→ Short task: Tally the lines in the entries below that contain the string "shoe", treating uppercase and lowercase letters as distinct, and give only the resulting number.

→ Exercise inputs:

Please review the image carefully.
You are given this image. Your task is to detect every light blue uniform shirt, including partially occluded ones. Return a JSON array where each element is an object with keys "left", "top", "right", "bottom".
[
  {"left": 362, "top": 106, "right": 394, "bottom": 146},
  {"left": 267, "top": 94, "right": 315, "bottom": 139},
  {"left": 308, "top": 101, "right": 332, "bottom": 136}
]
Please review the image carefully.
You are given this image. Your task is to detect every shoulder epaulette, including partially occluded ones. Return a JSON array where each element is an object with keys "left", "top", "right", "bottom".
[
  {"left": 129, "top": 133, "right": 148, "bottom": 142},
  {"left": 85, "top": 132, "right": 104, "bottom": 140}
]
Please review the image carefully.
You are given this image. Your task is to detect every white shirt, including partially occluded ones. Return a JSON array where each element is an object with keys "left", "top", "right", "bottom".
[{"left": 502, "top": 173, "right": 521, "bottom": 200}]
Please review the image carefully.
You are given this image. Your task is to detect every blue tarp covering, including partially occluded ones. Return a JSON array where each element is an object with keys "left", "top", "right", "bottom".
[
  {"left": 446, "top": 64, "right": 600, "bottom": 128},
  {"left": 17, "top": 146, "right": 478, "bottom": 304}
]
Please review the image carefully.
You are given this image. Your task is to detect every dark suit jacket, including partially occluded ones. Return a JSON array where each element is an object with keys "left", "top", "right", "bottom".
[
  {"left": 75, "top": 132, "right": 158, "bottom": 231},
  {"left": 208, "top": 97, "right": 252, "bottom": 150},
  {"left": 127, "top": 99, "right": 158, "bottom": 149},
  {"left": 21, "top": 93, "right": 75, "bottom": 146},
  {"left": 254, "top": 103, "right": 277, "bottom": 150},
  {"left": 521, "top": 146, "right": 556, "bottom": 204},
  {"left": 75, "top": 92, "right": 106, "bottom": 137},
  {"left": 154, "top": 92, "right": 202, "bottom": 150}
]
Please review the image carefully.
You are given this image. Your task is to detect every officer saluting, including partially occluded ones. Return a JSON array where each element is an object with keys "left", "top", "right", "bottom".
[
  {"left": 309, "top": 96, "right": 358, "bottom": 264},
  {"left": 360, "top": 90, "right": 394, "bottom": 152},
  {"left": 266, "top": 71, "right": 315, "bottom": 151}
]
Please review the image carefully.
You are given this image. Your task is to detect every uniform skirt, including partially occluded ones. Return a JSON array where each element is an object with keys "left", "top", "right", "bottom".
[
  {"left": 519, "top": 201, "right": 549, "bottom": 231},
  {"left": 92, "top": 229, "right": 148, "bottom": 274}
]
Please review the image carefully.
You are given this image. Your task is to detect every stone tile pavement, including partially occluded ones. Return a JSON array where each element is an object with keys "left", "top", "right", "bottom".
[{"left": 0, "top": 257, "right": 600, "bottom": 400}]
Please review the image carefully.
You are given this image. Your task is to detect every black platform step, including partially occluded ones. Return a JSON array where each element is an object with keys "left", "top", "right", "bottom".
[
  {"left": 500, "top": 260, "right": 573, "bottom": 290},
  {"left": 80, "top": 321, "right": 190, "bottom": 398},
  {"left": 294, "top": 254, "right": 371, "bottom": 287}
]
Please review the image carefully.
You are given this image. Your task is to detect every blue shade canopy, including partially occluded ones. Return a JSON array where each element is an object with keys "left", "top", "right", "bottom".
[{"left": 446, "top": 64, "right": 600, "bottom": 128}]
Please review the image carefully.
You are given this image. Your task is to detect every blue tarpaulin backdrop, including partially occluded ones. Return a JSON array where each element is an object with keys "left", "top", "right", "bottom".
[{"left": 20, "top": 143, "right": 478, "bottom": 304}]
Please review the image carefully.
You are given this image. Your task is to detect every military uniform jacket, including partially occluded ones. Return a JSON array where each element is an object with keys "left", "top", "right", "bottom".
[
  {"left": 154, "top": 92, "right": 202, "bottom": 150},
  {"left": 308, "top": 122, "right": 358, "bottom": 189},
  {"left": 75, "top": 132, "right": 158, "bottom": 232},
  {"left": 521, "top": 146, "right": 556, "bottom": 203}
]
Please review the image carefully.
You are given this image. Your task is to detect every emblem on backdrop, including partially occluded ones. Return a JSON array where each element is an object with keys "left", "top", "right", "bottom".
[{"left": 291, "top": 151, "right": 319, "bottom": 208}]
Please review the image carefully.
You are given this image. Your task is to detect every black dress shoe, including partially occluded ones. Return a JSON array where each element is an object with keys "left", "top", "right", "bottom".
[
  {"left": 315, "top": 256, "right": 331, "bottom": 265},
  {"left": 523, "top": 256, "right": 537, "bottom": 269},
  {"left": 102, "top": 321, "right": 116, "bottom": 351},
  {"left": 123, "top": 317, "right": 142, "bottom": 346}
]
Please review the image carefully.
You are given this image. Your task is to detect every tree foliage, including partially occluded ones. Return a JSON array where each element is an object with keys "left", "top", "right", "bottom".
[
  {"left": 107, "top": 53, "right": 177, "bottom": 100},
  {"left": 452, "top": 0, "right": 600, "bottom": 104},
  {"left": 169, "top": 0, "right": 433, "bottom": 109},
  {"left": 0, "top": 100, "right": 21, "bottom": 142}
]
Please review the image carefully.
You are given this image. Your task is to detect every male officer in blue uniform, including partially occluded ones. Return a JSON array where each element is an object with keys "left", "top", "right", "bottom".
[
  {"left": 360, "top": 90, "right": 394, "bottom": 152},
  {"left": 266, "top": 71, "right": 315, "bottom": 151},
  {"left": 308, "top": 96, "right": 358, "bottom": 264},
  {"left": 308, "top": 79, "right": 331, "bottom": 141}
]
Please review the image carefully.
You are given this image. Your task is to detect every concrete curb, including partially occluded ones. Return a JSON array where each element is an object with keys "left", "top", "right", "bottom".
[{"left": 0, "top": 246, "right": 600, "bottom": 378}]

→ Written answer: 1